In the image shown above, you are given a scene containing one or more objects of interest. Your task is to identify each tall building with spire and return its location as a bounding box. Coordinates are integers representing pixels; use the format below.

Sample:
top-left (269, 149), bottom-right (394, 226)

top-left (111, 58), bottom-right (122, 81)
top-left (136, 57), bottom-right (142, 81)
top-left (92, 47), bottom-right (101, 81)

+===+

Rewrite the rows above, switching "bounding box" to "rectangle" wherever it appears and leaving everything else unchanged.

In the image shown above, you are given a scene containing one or more objects of interest. Your task is to identify each tall building with spire and return its location as a rectangle. Coordinates are integers representing pixels; use the format below.

Sample:
top-left (269, 149), bottom-right (394, 226)

top-left (111, 58), bottom-right (122, 81)
top-left (136, 57), bottom-right (142, 81)
top-left (92, 47), bottom-right (101, 81)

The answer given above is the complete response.